#### [DATA SUPPLIED]
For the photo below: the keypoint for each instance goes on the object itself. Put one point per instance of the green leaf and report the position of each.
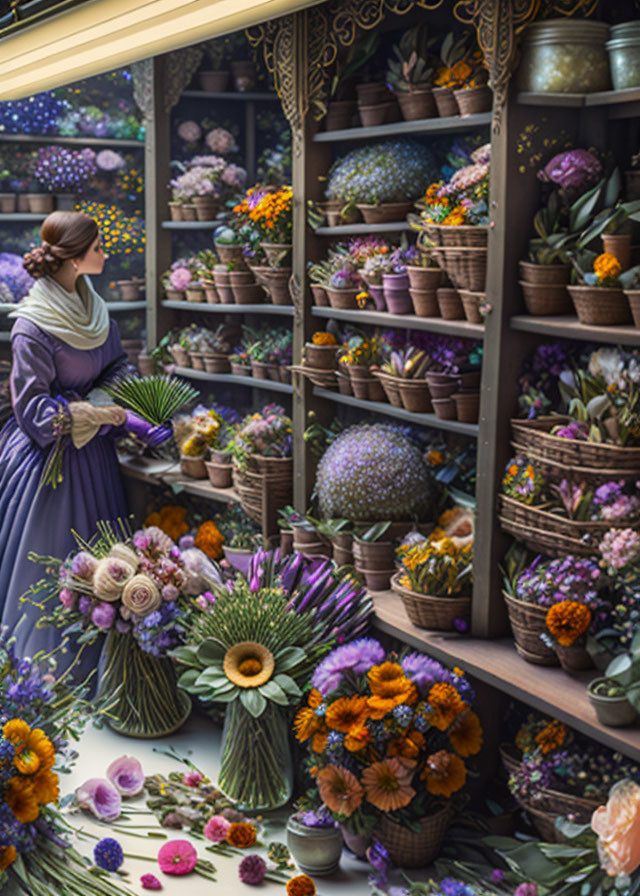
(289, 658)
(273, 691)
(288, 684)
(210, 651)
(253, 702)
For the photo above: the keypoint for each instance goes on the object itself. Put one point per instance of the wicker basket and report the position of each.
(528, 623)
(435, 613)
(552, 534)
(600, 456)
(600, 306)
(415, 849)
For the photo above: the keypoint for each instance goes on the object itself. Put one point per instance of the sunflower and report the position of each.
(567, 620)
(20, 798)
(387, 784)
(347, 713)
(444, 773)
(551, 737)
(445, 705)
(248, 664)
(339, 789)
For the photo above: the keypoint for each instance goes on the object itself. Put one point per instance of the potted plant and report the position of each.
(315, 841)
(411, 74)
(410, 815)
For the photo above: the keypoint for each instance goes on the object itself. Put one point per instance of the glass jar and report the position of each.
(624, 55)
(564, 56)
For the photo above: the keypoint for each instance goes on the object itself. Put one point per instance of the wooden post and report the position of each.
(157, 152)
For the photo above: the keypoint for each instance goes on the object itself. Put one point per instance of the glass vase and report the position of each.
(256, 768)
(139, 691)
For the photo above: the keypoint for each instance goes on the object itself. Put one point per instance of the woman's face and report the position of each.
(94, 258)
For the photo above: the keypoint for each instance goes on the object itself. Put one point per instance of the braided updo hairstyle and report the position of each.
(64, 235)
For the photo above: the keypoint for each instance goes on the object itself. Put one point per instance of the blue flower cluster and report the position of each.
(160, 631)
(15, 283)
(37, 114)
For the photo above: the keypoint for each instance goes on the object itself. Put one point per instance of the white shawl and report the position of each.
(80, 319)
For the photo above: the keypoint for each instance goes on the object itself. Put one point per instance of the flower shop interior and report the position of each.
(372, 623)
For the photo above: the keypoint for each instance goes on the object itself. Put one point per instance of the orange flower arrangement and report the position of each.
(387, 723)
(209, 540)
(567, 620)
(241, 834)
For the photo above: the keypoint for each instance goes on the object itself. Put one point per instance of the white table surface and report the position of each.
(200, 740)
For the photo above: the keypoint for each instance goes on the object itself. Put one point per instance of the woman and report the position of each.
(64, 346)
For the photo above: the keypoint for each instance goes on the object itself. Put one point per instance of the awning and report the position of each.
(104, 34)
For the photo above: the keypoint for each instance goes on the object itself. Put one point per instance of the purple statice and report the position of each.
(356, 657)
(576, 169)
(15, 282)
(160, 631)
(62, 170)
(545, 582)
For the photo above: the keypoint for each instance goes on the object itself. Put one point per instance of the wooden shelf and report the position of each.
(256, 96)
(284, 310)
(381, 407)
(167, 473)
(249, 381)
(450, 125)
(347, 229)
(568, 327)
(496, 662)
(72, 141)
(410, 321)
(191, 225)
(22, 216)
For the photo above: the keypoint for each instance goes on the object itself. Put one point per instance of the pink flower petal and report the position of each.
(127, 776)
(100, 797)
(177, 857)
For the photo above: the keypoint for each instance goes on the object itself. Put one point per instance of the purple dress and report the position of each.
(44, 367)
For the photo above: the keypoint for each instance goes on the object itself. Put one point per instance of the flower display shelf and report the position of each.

#### [INSTRUCTIONS FOR THE TASK]
Repeat the entries above exactly and skip the images.

#### [ANSWER FOR THIS EXERCISE]
For the photo below: the keypoint for each instance goes on the object itself. Put one point per instance of the green leaf and report the position of each.
(289, 658)
(273, 691)
(288, 684)
(210, 651)
(253, 702)
For the photo above: the keypoint for each instance goes on the object itself. Put one point per instance of the wicker basket and report the position of each.
(528, 623)
(435, 613)
(552, 534)
(600, 456)
(600, 306)
(415, 849)
For the photo above: the keypoint for each instance goes on the object itself. Put one point per instance of the sunflower and report the position of each.
(567, 620)
(20, 798)
(387, 784)
(347, 713)
(444, 773)
(551, 737)
(445, 705)
(248, 664)
(339, 789)
For the photo above: the keypoint for each instance goes on the object itself. Put one point per instance of the potted plant and report the position of each.
(315, 841)
(411, 74)
(410, 815)
For the photo above: the keypoint for each instance goes on the object itself. Put one point per instance of the glass jar and report the position of each.
(624, 55)
(564, 56)
For the photo above: the keypoint for each instance goes on the object itself. Put one point per instance of the wooden post and report the position of each.
(157, 152)
For the photo above: the keypoint for each instance goes on the object itself. Put one point per instance of the glass vase and report the position of each.
(256, 768)
(139, 691)
For the photo above: the keypoint for each instance goes on the object itself. Put one point per instance of the woman's face and report the position of each.
(94, 258)
For the photo above: the keypoint for each instance goes on the object itself. Put one point per instance of the braided updo hairstyle and report the position of each.
(64, 235)
For the photo above: the keypoint for each instance goes on the object itself. Put one point per instance of the blue flower cluster and report the position of each.
(160, 631)
(15, 283)
(37, 114)
For the photo above: the keypoint for each instance goes on the object itself. Put one point per instance of the white shawl and report the position of each.
(80, 319)
For the photo above: the keypoint for each instance goes on the object itself. Put one point per instance of the flower shop interior and report the position of each.
(372, 623)
For the photo above: the keypoint for each instance goes on the object itself. Put one point per instance of the orange flower arrangement and report the position of each.
(387, 723)
(209, 540)
(567, 620)
(241, 834)
For the photo above: the keypoint for each instance goes on the object itself. Put one point per instance of the white table surface and report the position of each.
(200, 740)
For the photo above: the keypoint for each instance goes on the object itself. Put one point per instance of the woman and report the position of each.
(64, 346)
For the photo above: the keypoint for each instance goes on the object itself. Put one point per instance of the awning and report the position of each.
(104, 34)
For the photo above: the keypoint for each instance goes on the object itself. Put one point per instance of the purple statice and report the position of each.
(356, 657)
(576, 169)
(15, 282)
(160, 631)
(62, 170)
(545, 582)
For the photo above: the keypoint for each instance goes on the object itself. Put one point per instance of the wooden shelf and report the position of each.
(256, 96)
(284, 310)
(381, 407)
(167, 473)
(249, 381)
(450, 125)
(347, 229)
(568, 327)
(496, 662)
(72, 141)
(410, 321)
(191, 225)
(22, 216)
For the photo above: the keypoint for each instance goes on the object itself. Put one point per instance of the pink flower petal and report the position of each.
(127, 776)
(100, 797)
(177, 857)
For the photo above: the keypoint for each instance goes on the object itself. Put one point per instance of the purple dress and report the position of each.
(44, 367)
For the photo above: the keypoint for each instance goes on the object itself. Put one point per instance of the flower display shelf and report the position of each.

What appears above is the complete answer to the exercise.